Instruction ::
Format the lines below as a numbered list, skipping any blank lines. Leave the pictures out of your answer.

Records from a point annotation dataset
- - - - -

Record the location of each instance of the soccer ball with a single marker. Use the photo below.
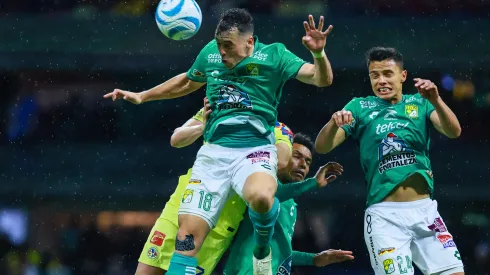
(178, 19)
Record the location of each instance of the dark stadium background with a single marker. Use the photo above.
(82, 179)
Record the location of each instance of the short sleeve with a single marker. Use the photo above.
(353, 107)
(199, 116)
(197, 72)
(430, 108)
(290, 63)
(283, 134)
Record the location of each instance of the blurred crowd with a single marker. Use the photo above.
(457, 8)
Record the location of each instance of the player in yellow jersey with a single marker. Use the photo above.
(160, 245)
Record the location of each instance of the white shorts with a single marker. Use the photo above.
(397, 233)
(219, 172)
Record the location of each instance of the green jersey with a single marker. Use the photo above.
(240, 259)
(244, 99)
(393, 140)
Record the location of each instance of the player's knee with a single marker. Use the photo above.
(144, 269)
(186, 243)
(261, 200)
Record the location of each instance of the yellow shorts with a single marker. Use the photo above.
(160, 246)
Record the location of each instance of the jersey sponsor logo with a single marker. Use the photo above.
(152, 253)
(383, 251)
(197, 73)
(214, 58)
(260, 56)
(187, 197)
(383, 128)
(412, 111)
(252, 69)
(368, 104)
(373, 114)
(393, 153)
(259, 154)
(157, 238)
(230, 97)
(389, 266)
(285, 267)
(446, 240)
(194, 181)
(391, 115)
(229, 78)
(438, 226)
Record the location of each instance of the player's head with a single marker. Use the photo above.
(300, 161)
(386, 72)
(234, 35)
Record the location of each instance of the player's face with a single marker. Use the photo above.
(298, 166)
(387, 78)
(234, 47)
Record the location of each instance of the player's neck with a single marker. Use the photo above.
(396, 99)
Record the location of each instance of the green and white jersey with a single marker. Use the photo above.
(393, 140)
(240, 259)
(244, 99)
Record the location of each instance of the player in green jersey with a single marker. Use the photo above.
(401, 224)
(244, 83)
(292, 183)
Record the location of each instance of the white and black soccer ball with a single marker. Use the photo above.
(178, 19)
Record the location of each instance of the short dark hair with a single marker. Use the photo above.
(235, 18)
(304, 140)
(382, 53)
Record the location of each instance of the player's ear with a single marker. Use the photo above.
(404, 75)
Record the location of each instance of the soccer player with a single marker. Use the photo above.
(244, 82)
(401, 223)
(238, 262)
(158, 249)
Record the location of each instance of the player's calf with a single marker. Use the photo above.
(258, 192)
(190, 237)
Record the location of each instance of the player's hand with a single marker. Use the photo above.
(427, 89)
(315, 38)
(328, 173)
(134, 98)
(207, 111)
(332, 256)
(342, 118)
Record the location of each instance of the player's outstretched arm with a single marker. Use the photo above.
(331, 134)
(177, 86)
(188, 133)
(320, 74)
(443, 119)
(323, 258)
(325, 175)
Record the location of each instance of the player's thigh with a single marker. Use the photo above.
(434, 249)
(388, 243)
(213, 248)
(144, 269)
(208, 188)
(255, 172)
(159, 246)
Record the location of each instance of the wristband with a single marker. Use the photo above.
(318, 55)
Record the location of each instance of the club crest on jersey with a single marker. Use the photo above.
(157, 238)
(252, 69)
(412, 111)
(393, 153)
(230, 97)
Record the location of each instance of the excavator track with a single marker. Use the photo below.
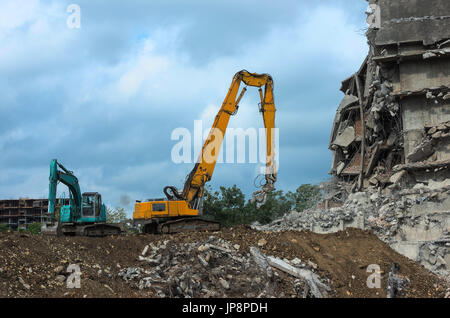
(182, 225)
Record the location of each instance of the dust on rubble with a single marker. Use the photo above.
(238, 262)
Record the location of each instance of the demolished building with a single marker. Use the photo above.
(393, 124)
(390, 138)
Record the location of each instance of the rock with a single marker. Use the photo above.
(262, 242)
(25, 285)
(109, 288)
(60, 278)
(59, 269)
(317, 288)
(145, 250)
(395, 178)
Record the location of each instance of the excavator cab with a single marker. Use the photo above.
(91, 207)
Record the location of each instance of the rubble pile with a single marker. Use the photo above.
(406, 218)
(217, 268)
(238, 262)
(395, 108)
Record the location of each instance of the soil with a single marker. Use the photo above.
(33, 265)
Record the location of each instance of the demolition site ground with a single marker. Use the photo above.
(208, 264)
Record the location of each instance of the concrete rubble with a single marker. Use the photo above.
(216, 268)
(395, 108)
(390, 138)
(414, 221)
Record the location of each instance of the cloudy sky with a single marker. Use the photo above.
(104, 98)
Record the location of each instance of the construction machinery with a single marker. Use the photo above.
(182, 210)
(84, 216)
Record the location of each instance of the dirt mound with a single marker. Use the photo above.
(215, 264)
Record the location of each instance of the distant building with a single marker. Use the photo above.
(18, 214)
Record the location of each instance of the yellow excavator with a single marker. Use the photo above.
(182, 212)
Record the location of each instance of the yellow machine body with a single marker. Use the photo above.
(162, 209)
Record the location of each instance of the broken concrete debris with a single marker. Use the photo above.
(220, 268)
(395, 107)
(395, 282)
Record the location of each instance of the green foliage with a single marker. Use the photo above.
(3, 227)
(34, 228)
(116, 215)
(228, 205)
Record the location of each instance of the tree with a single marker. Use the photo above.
(116, 215)
(229, 207)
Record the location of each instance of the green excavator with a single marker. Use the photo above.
(84, 216)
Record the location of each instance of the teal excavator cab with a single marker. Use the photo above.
(85, 215)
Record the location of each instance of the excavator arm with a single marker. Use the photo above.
(66, 177)
(204, 168)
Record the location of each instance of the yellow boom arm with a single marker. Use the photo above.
(204, 168)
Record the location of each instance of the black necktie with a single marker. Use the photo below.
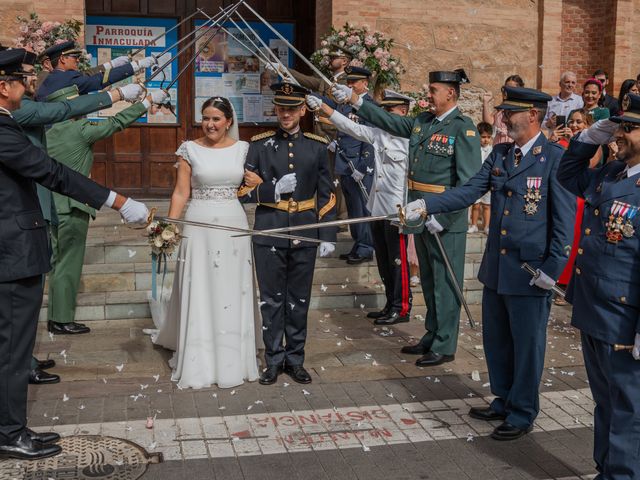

- - - - -

Finished task ::
1. Record the location of each instance of the soccer ball with a single marker. Use the photo below.
2. (178, 19)
3. Record the location of each instance of the dark stadium background with a single marker. Use the photo above.
4. (82, 179)
5. Record the location of each instance of the short sleeve with a single marker. Use the photo above.
6. (353, 107)
7. (199, 116)
8. (197, 72)
9. (430, 108)
10. (290, 63)
11. (283, 134)
12. Record the location of each instance of the blurred crowd with a single marker. Use the photo above.
13. (457, 8)
14. Record the location of each instance of the player in yellow jersey with a single marker. Use the photo above.
15. (160, 245)
16. Record the location of each instance of the white shorts with a single marker. Use the photo above.
17. (397, 233)
18. (219, 172)
19. Record the location of each instance of the green jersey with a single marker. Use the photo above.
20. (240, 259)
21. (244, 99)
22. (393, 140)
23. Record the location of each instance of the player's knee with a single marker. Use the photo above.
24. (144, 269)
25. (186, 243)
26. (261, 200)
27. Record the location of each instance of the yellow shorts with a single marker. Use the photo above.
28. (160, 246)
29. Record the location of each instance of the jersey sponsor logo with a single marker. Use the photo above.
30. (152, 253)
31. (383, 251)
32. (197, 73)
33. (214, 58)
34. (260, 56)
35. (187, 197)
36. (383, 128)
37. (412, 111)
38. (252, 69)
39. (368, 104)
40. (373, 114)
41. (393, 153)
42. (259, 154)
43. (157, 238)
44. (230, 97)
45. (389, 266)
46. (285, 267)
47. (446, 240)
48. (194, 181)
49. (391, 115)
50. (229, 78)
51. (438, 226)
52. Record the location of each instance of the player's head with a single marker. Use the photo above.
53. (300, 161)
54. (386, 72)
55. (234, 35)
56. Record the location of each instance of the player's face with a single marker. Use the photo above.
57. (298, 166)
58. (387, 78)
59. (234, 47)
60. Record the location of each instance of the player's neck with a single marker. Use the photo above.
61. (396, 99)
62. Record the location of each instance of the green and white jersey with a single marker. Use the photo above.
63. (393, 140)
64. (240, 259)
65. (244, 99)
66. Record the location of each instance of the player in green jersey with a single marker. Use the photo above.
67. (401, 224)
68. (244, 83)
69. (292, 183)
70. Record the location of each instance of the white and black soccer ball with a single marker. Use the photo above.
71. (178, 19)
72. Record the location of each instance of the short dark hair with a single marker. Use the photo above.
73. (235, 18)
74. (304, 140)
75. (382, 53)
76. Record the location of each instance of the player's ear with a single marker. Use the photo above.
77. (404, 75)
78. Record the location of each instance of the soccer player with a single marker. Use the photo above.
79. (244, 82)
80. (401, 223)
81. (238, 262)
82. (158, 249)
83. Record the location of each instance of the player's calf with a single marker. Use the photo above.
84. (258, 192)
85. (190, 237)
86. Record the location of each instance of the player's hand with a single marker. Use the photo above.
87. (427, 89)
88. (315, 38)
89. (328, 173)
90. (134, 98)
91. (207, 111)
92. (332, 256)
93. (342, 118)
94. Record the location of each instance of the player's outstretched arm with a single marker. Use the photo above.
95. (331, 134)
96. (177, 86)
97. (188, 133)
98. (320, 74)
99. (443, 119)
100. (323, 258)
101. (325, 175)
102. Record the location of each instance of the player's thigh with a single marker. Use the photo above.
103. (434, 249)
104. (388, 243)
105. (213, 248)
106. (144, 269)
107. (208, 188)
108. (255, 172)
109. (159, 246)
110. Record the location of each instance of the wristband with a single marker. Use the photo above.
111. (318, 55)
112. Record the location of each instance of the club crest on jersey with a single marker. Use the photo above.
113. (157, 238)
114. (252, 69)
115. (412, 111)
116. (393, 153)
117. (230, 97)
118. Record the location of each instance of the excavator track with a single marker. Use the photo below.
119. (182, 225)
120. Record the location of each instance of the dust on rubble with a single marker. Use the photo above.
121. (238, 262)
122. Record the location of each instance of the demolished building with a single marker. Use the photo above.
123. (393, 124)
124. (390, 138)
125. Record the location of each instance of the rock with a single marker. Use the photo above.
126. (262, 242)
127. (25, 285)
128. (109, 288)
129. (60, 278)
130. (59, 269)
131. (317, 288)
132. (145, 250)
133. (395, 178)
134. Record the location of each instance of the excavator cab with a single marker. Use the photo above.
135. (91, 207)
136. Record the location of each instance of the rubble pile with a single marker. Use the photo above.
137. (406, 218)
138. (217, 268)
139. (238, 262)
140. (395, 108)
141. Record the location of each instance of the soil with a single marker. Use the photo above.
142. (33, 265)
143. Record the location of each instance of the demolition site ground with a single marker. Use the photo above.
144. (208, 264)
145. Record the location of each instance of the concrete rubble with a single marker. Use the photo above.
146. (216, 268)
147. (395, 108)
148. (390, 138)
149. (414, 221)
150. Record the location of each instance of the cloudy sky with a single marker. Use the photo above.
151. (104, 98)
152. Record the location of each instance of the construction machinery with a single marker. Use the photo above.
153. (182, 210)
154. (84, 216)
155. Record the location of each instance of the dirt mound with a single marker. Use the photo above.
156. (215, 264)
157. Record the location of each instance of the distant building with a single marker. Use the photo above.
158. (18, 214)
159. Record the location of each instance of the yellow excavator with a single marker. Use the photo above.
160. (182, 212)
161. Record the location of each instance of the yellow machine body with a single marker. Use the photo above.
162. (162, 209)
163. Record the location of each instance of the broken concrete debris with a single marker. Use the photo above.
164. (220, 268)
165. (395, 107)
166. (395, 282)
167. Record the location of each instance of the green foliage with a single marker. Use the photo above.
168. (3, 227)
169. (34, 228)
170. (116, 215)
171. (228, 205)
172. Record the location of each instance of the tree with a single marker. Use the photo above.
173. (116, 215)
174. (229, 207)
175. Record the location of each instance of the green excavator with a single marker. Use the photo above.
176. (84, 216)
177. Record the location of each instance of the teal excavator cab with a single marker. Use the photo above.
178. (85, 215)
179. Record the location of each instance of the excavator arm with a single marker. Use the photo above.
180. (66, 177)
181. (204, 168)
182. Record the location of each instance of the yellow boom arm with a single marker. Use the photo above.
183. (204, 168)
184. Record the location of each instance of the black necktie with a single marker. Use the photo below.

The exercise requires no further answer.